# SELECTED EXCERPT
=======

In either case, the president — whose approval had to have been obtained for any such operations — would be directly implicated. He was either acting without congressional authority or in violation of laws on the books that are supposed to block those actions.

Either way Obama, Clinton, and Petraeus would be in the dock personally for having broken the law.

It would be enough to make Haldeman, Erlichman, Mitchell, and Dean green with envy. Except for the fact that nobody died in Watergate. And the fact that the other facts of the day don’t just call into question Obama’s Middle East policy: these facts demonstrate that this policy is quite bizarre.

In the past two weeks, there have been massive jailbreaks of al Qaeda members — some of them high-ranking leaders — in Iraq and Libya. In Pakistan, hundreds of Taliban jihadis, again including some Taliban leadership, escaped. There are probably about a thousand al Qaeda and Taliban thugs at large today who weren’t at large last month.

So it should come as no surprise that the State Department issued a travel advisory on Friday and  ordered our embassies in most Muslim countries closed yesterday. Al Qaeda isn’t, as Obama has told us again and again, decimated or out of action. The specific information that led to the warning and closure of 22 embassies is of a widespread al Qaeda threat that could target Americans in any of those countries on President Obama’s birthday. This is his birthday gift from the people who brought us the “Arab Spring.”

The president continues to insist that there is some bloom of democracy in the Middle East. Both he and Eric Holder have admonished the Egyptian military to include the Muslim Brotherhood in any interim government they might form. This would be, Obama and Holder insist, a more “inclusive” government for Egypt.

They obviously believe that the Muslim Brotherhood — for all its ties to terrorism, for all its doctrine of strict Sharia law — is a force for democracy rather than against it. Either they believe that, or Obama and Holder have made America into a force against freedom and democracy. At this point, there is ample reason to believe either interpretation of American policy.

=======

# RECORDED INFORMATION
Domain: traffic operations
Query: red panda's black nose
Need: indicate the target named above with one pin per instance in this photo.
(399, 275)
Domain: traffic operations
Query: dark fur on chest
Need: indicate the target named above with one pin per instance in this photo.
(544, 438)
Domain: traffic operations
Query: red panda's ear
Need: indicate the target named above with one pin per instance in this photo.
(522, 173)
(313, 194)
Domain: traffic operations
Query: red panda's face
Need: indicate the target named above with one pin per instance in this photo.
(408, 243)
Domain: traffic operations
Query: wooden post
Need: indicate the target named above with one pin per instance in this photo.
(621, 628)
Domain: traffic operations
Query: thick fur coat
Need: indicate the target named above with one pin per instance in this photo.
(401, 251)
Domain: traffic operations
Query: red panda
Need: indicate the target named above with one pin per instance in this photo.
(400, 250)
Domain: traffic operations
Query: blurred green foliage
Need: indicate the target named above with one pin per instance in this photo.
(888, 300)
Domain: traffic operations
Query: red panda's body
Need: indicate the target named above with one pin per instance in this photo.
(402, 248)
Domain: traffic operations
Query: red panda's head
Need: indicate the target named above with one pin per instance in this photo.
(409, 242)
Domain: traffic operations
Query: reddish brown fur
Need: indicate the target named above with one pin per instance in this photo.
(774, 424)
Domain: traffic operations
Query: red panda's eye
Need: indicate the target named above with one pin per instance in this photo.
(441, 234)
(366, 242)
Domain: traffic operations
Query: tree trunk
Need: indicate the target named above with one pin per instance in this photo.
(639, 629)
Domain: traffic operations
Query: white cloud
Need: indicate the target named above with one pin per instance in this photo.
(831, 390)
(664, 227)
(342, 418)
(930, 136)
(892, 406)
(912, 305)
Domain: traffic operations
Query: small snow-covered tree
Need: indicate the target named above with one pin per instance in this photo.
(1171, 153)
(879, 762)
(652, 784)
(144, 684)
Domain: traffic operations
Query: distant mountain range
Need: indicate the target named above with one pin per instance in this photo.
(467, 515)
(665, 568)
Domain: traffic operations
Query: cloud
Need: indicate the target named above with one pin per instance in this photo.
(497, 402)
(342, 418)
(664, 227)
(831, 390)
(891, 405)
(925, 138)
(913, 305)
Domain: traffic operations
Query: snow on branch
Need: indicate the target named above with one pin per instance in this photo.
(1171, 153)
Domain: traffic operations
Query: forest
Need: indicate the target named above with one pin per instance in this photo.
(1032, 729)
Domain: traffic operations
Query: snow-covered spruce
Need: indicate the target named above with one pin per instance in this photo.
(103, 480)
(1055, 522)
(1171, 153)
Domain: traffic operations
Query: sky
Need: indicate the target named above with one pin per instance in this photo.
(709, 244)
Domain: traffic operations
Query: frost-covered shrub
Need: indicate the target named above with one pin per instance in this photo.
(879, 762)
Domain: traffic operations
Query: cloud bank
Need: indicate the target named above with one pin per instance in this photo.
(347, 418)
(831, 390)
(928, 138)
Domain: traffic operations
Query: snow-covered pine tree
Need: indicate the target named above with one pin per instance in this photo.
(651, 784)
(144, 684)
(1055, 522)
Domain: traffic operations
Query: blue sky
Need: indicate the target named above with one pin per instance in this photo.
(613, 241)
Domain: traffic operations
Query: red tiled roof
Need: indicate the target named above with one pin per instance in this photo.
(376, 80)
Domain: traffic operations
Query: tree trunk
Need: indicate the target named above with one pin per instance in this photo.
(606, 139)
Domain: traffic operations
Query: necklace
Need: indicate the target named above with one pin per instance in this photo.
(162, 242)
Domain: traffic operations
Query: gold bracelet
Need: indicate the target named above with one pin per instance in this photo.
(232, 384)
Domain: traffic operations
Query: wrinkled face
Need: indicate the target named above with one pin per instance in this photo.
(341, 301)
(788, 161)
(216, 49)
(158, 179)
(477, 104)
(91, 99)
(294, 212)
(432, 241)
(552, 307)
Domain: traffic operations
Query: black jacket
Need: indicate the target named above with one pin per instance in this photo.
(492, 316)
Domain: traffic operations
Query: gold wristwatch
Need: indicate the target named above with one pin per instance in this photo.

=======

# WHAT YOU HAVE TO DO
Answer these questions from the excerpt on Obama's Middle East policy.
1. In which two countries does the excerpt say al Qaeda members broke out of jail?
2. How many embassies were closed because of the warning?
3. Which group did Obama and Eric Holder urge the Egyptian military to include in an interim government?

# RESPONSE TO THIS EXERCISE
1. Iraq and Libya
2. 22
3. The Muslim Brotherhood